- Source material -
_ _ _ _ _ _ _

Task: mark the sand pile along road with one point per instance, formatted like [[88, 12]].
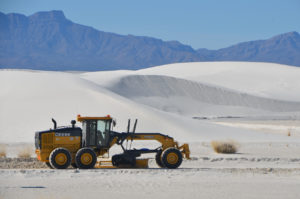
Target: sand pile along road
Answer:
[[21, 163]]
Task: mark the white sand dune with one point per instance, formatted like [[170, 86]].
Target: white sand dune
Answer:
[[162, 101]]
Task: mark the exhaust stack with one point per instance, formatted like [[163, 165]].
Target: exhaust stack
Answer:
[[54, 123]]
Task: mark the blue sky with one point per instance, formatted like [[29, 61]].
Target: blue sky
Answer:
[[208, 24]]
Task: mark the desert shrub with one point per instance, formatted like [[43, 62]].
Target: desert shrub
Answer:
[[224, 146], [2, 150], [25, 152]]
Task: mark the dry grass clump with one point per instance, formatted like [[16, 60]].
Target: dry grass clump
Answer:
[[25, 152], [2, 150], [224, 146]]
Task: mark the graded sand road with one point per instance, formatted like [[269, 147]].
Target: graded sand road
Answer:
[[259, 170], [267, 165], [152, 183]]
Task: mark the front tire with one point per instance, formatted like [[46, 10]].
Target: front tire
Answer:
[[49, 165], [85, 158], [158, 159], [171, 158], [60, 158]]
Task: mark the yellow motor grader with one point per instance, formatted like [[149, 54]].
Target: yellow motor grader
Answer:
[[61, 147]]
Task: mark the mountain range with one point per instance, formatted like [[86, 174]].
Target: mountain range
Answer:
[[50, 41]]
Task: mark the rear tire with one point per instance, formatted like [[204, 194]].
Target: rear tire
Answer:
[[85, 158], [74, 165], [60, 158], [171, 158], [158, 159], [49, 165]]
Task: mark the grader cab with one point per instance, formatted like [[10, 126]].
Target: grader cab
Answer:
[[61, 147]]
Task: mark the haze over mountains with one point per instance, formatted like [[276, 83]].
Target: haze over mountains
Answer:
[[49, 41]]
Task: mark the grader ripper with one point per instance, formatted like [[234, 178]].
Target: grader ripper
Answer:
[[61, 147]]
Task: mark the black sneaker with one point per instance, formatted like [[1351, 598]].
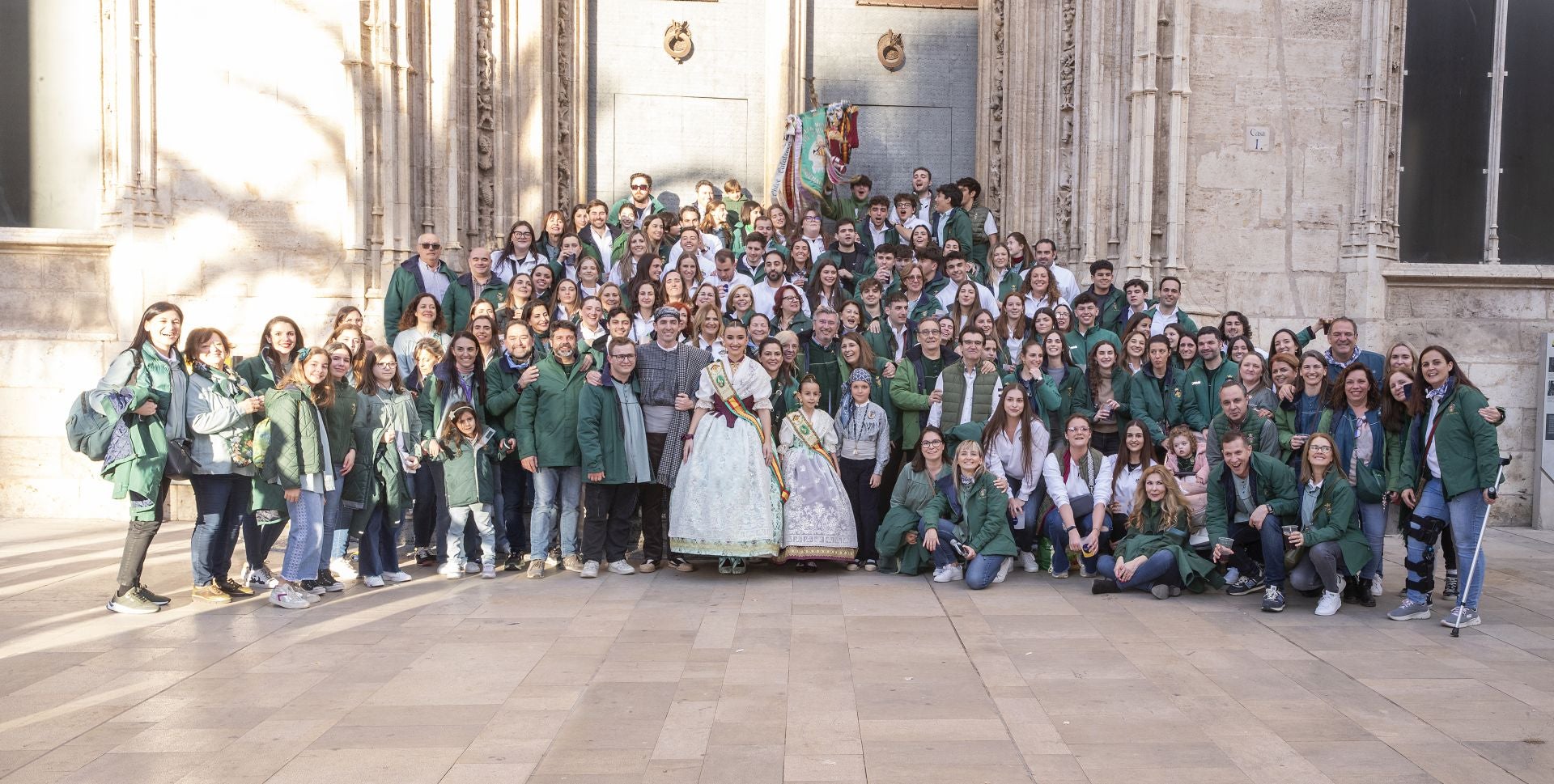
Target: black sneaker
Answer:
[[1452, 587], [1245, 584], [1273, 600], [153, 598]]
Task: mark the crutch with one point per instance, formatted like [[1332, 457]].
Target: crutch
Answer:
[[1494, 493]]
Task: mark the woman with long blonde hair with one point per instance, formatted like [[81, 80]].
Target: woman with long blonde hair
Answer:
[[1155, 554]]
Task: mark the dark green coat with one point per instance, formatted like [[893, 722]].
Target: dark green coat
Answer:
[[1200, 390], [1157, 402], [602, 434], [983, 513], [1273, 483], [552, 439], [295, 449], [1146, 537], [1466, 444], [1335, 520], [468, 473]]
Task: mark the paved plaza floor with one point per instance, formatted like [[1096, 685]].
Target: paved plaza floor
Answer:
[[766, 677]]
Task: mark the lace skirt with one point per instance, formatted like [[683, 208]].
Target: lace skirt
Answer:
[[817, 520], [726, 500]]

_ _ _ _ _ _ _

- The problem -
Which lines in the records above include the word "skirt"? Copy them out.

- Response for this exercise -
Task: mark the lace skirt with one point per instance, formatted like [[683, 208]].
Target: lace skirt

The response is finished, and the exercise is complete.